By: Yong Quiang Chi, Peter Hopton and Keith Deakin, Iceotope Ltd
Jonathan Summers, Alan Real, Nik Kapur and Harvey Thompson, University of Leeds
Introduction
Improvements in energy efficiency and performance of data centers are possible when liquid is supplied to the racks [1]. A solution which has become popular for dense racks is the rear-door water-cooled heat exchangers (RDHx) [2]. Moving liquid to the rack reduces the traveling distance of conditioned air, however, RDHx solutions rely on air-cooled design datacom components and is classified as indirect liquid cooling (ILC).
There are a growing number of suppliers that provide liquid-cooled solutions, where the liquid directly cools the datacom equipment, classified as direct liquid cooling (DLC) [3]. A subset of these does not require any form of supplementary cooling via air and are classified as total liquid cooling (TLC), which rely on the use of non-conducting (dielectric) liquids that are either pumped [4], rely on phase change [5] or make use of natural liquid convection [6].
Method of comparing ILC and TLC
The configuration and experimental data for the comparison of the two cooling approaches is acquired from two operational systems and the collected data is applied to construct two design systems for comparison of ILC and TLC, where the IT is exactly the same. A single 2U rack chassis node with a single motherboard converted from one of the fully immersed liquid-cooled systems was employed for comparison of the two cooling methodologies. The only physical difference between the 2 systems is in the rack level cooling methods, that being ILC and TLC.
The enclosed, immersed, TLC system was deployed in a laboratory environment as shown in Figure 1(a), where the TLC modules (1), rack (2) and radiators heated by return water from the TLC modules (3) are indicated. Datacom performance, PDU power measurements, and temperatures obtained from this system are used for the analysis of the rack level performance and power consumption. The cooling configuration of the ILC High-Performance Computing (HPC) system (see Figure 1(b)) uses fan-assisted rear door liquid-loop heat exchangers connected to 500kW of external chillers, which has provided power and cooling data for the comparison.

════════════════════

What is asked -
- A) According to the liquid cooling article, how is the rear-door water-cooled heat exchanger approach classified?
- B) Rewrite the liquid cooling article between "There are a" and "liquid convection [6].", inclusive, with "dielectric" changed to "insulating".

════════════════════

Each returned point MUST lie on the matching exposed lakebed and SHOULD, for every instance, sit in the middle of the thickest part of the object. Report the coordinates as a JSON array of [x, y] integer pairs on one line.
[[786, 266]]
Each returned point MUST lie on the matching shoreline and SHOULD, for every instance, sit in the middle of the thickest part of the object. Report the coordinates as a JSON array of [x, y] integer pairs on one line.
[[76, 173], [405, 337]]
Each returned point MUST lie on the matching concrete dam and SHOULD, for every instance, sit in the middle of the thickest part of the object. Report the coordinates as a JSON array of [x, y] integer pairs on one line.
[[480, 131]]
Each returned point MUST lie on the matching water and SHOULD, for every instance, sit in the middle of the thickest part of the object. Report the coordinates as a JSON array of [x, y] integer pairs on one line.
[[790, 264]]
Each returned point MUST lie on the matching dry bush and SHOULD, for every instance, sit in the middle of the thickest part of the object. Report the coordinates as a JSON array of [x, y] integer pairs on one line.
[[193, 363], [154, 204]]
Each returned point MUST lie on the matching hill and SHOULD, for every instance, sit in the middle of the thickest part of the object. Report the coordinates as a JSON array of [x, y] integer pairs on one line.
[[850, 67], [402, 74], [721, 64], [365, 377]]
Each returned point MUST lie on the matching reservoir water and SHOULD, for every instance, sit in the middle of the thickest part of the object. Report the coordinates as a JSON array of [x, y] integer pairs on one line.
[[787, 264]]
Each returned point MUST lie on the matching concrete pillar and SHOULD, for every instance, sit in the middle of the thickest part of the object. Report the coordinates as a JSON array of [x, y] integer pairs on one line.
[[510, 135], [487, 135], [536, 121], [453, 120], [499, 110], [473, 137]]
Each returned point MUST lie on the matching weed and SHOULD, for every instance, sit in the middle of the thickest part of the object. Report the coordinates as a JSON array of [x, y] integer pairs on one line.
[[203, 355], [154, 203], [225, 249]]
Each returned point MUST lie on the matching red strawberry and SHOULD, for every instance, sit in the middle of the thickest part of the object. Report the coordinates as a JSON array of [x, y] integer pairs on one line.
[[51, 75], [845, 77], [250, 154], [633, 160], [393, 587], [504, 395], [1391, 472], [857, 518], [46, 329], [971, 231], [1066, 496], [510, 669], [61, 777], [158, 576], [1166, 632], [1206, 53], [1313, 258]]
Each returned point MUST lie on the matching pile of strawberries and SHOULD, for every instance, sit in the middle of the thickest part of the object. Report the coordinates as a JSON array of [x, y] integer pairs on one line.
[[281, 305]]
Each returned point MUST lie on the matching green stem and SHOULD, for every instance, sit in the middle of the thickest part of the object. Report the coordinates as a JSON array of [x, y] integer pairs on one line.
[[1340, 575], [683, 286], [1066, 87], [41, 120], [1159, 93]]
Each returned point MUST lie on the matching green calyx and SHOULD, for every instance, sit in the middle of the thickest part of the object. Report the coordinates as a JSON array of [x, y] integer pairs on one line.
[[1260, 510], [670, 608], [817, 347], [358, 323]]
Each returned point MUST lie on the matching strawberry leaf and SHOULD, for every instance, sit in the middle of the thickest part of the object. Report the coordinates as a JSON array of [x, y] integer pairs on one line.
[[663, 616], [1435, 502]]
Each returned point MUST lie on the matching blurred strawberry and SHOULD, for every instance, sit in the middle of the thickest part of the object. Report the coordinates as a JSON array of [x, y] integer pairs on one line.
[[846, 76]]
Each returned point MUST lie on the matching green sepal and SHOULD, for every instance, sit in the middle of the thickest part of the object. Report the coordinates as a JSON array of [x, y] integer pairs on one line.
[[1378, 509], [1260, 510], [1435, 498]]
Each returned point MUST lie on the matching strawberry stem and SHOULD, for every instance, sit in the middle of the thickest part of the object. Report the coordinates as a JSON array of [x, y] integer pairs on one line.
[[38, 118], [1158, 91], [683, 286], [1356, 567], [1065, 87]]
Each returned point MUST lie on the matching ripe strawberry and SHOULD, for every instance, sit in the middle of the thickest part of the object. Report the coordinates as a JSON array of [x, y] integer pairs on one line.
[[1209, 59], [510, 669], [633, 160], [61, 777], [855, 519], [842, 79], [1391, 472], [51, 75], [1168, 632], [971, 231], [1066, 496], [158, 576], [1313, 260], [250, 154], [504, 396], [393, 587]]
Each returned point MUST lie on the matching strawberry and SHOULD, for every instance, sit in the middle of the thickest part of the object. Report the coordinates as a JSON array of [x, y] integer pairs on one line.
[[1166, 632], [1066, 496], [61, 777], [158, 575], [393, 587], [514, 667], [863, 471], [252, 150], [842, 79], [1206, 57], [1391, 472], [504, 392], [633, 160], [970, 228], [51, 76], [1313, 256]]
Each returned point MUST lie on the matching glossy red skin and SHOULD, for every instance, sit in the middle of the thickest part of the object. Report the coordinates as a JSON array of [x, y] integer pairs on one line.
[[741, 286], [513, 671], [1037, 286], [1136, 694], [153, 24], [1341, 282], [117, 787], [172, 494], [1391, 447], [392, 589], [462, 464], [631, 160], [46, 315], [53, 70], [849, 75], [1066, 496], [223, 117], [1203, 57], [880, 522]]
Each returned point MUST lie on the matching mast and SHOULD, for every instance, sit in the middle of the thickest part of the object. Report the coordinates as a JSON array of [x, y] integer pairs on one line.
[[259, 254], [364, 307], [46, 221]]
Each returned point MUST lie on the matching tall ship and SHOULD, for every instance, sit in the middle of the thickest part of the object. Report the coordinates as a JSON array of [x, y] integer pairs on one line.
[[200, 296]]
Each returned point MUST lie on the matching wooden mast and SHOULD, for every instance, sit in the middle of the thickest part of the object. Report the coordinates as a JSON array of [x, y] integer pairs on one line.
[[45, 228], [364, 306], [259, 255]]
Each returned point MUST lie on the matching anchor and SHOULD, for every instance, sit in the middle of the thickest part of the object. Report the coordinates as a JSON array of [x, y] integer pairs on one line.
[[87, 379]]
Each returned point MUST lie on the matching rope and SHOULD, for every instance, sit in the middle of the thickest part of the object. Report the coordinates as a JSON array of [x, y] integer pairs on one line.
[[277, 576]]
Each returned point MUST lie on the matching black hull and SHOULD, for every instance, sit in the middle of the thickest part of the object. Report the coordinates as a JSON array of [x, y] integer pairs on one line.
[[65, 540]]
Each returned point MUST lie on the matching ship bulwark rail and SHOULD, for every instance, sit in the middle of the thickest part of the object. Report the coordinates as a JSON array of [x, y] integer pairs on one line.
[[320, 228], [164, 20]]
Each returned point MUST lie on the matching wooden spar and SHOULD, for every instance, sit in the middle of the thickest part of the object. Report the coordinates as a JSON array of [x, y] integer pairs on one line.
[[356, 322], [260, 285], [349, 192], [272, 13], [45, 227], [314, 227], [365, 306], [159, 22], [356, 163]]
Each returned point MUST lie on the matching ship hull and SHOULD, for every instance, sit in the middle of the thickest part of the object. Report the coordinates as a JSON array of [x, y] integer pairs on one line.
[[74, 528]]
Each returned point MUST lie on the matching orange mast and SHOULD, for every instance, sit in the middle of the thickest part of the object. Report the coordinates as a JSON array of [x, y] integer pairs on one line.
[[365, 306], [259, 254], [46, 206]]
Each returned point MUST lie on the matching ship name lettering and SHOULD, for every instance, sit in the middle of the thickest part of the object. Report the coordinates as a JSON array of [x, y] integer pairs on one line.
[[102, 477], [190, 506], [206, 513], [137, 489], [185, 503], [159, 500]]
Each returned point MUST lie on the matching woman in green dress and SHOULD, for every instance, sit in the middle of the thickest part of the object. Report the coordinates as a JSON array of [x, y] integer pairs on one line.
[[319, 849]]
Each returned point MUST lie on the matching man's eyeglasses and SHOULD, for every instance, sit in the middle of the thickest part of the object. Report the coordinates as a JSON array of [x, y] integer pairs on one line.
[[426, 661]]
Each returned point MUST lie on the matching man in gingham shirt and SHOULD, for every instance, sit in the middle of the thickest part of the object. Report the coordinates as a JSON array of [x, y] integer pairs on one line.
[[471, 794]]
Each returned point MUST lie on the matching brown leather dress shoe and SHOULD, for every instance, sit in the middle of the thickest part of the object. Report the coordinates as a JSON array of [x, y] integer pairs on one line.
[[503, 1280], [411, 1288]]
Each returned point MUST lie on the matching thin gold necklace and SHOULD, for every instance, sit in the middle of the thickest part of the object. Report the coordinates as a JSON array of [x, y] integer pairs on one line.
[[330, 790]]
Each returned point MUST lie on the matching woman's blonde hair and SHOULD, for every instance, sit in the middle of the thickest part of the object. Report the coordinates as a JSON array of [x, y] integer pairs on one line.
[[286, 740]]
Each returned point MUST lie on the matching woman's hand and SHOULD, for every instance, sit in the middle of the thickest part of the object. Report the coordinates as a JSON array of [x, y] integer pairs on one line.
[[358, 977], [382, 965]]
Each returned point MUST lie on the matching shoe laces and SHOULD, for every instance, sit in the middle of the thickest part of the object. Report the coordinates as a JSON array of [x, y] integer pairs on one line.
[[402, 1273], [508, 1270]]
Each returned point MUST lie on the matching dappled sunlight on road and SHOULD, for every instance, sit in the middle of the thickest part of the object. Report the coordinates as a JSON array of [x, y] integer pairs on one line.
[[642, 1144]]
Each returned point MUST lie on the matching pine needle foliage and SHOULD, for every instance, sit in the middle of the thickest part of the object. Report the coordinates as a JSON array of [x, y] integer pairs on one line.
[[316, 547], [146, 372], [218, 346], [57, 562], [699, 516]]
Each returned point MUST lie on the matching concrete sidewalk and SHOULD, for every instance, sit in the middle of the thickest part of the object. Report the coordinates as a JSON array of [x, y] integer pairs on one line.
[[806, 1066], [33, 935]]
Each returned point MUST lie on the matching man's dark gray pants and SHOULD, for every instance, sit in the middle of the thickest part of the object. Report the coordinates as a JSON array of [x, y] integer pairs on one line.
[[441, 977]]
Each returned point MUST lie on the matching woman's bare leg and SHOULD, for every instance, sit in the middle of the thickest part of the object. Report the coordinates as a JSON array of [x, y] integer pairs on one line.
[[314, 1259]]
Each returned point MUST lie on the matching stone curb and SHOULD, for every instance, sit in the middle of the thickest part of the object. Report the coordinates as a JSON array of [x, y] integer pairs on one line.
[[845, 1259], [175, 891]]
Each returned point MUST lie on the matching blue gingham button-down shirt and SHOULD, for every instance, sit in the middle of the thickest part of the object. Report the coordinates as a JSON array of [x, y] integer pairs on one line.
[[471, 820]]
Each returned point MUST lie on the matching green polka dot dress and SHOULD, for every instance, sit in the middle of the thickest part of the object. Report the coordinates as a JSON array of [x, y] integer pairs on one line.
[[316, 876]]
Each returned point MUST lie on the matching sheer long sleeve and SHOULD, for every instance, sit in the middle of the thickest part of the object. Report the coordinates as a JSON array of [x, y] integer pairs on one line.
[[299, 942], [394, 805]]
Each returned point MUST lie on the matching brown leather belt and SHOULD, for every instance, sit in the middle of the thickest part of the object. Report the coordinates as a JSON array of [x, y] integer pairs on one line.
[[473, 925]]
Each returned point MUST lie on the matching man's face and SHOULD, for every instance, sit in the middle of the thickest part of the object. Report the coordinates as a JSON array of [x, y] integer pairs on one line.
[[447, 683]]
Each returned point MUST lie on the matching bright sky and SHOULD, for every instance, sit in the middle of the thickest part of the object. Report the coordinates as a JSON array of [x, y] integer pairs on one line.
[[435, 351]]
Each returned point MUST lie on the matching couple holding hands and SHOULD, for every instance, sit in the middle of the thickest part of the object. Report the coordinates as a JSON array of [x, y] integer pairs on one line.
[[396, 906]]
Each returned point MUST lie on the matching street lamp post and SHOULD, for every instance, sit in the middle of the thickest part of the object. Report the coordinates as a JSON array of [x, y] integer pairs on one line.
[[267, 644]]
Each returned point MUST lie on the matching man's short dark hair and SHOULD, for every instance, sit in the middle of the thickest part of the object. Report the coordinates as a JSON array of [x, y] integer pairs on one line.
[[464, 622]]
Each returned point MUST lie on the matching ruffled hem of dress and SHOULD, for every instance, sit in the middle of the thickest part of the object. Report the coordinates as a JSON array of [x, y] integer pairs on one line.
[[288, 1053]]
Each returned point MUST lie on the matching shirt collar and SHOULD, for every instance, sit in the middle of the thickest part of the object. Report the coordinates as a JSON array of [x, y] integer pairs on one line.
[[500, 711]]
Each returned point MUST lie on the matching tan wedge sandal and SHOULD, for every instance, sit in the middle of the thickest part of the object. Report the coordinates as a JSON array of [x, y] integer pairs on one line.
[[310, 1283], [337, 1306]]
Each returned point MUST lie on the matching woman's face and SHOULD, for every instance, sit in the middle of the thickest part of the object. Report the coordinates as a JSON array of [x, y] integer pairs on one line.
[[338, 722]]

════════════════════

Exercise solutions -
- A) It is classified as indirect liquid cooling (ILC).

- B)
There are a growing number of suppliers that provide liquid-cooled solutions, where the liquid directly cools the datacom equipment, classified as direct liquid cooling (DLC) [3]. A subset of these does not require any form of supplementary cooling via air and are classified as total liquid cooling (TLC), which rely on the use of non-conducting (insulating) liquids that are either pumped [4], rely on phase change [5] or make use of natural liquid convection [6].